▶ **Stated goal**
Pull out the text of every item below without changing a word, and leave the pictures out of your answer.
━━━━━━━━━━━━━━━━━━━━
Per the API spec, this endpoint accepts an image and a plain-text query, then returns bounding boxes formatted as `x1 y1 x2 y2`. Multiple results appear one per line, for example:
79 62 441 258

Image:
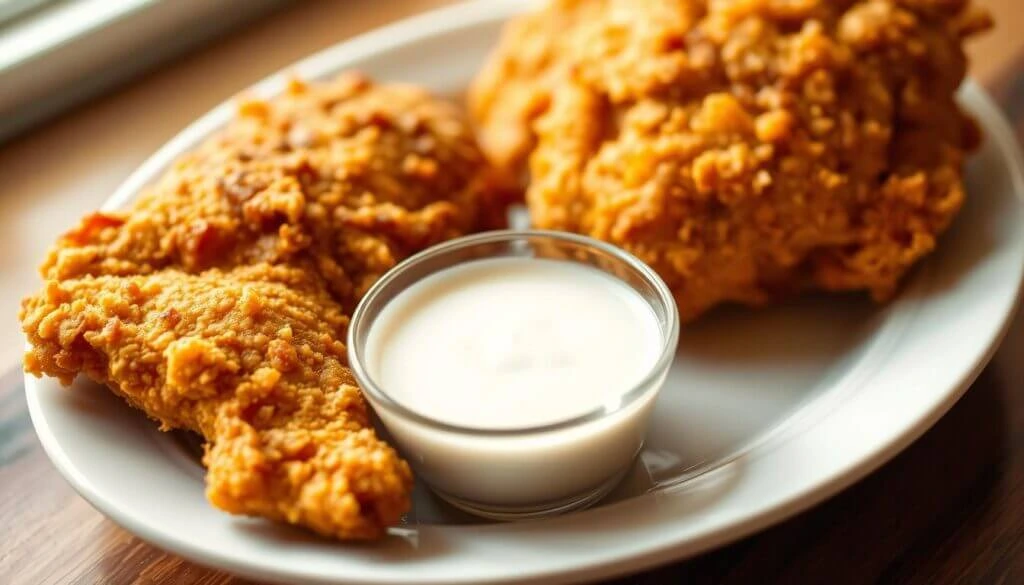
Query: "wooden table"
0 0 1024 585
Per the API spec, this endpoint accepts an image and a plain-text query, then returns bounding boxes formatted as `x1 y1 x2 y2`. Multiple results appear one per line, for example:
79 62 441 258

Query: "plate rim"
25 0 1024 583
━━━━━━━━━━━━━━━━━━━━
▶ **Task answer**
Per the API spec, this endpoint accepts an image and a plain-text query, then returns bounding boxes formatted as `x1 y1 x2 y2`. Multiple results appear one per line, for example:
79 62 441 258

Image:
Query: "wooden table"
0 0 1024 585
Per the API spec, this endpoint accepts an image and a plain-text query, then returns bounding boxes formatted as `x1 y1 x2 y2`. Multiple results appear one per line, for example:
79 62 441 258

Query: "plate rim"
25 0 1024 583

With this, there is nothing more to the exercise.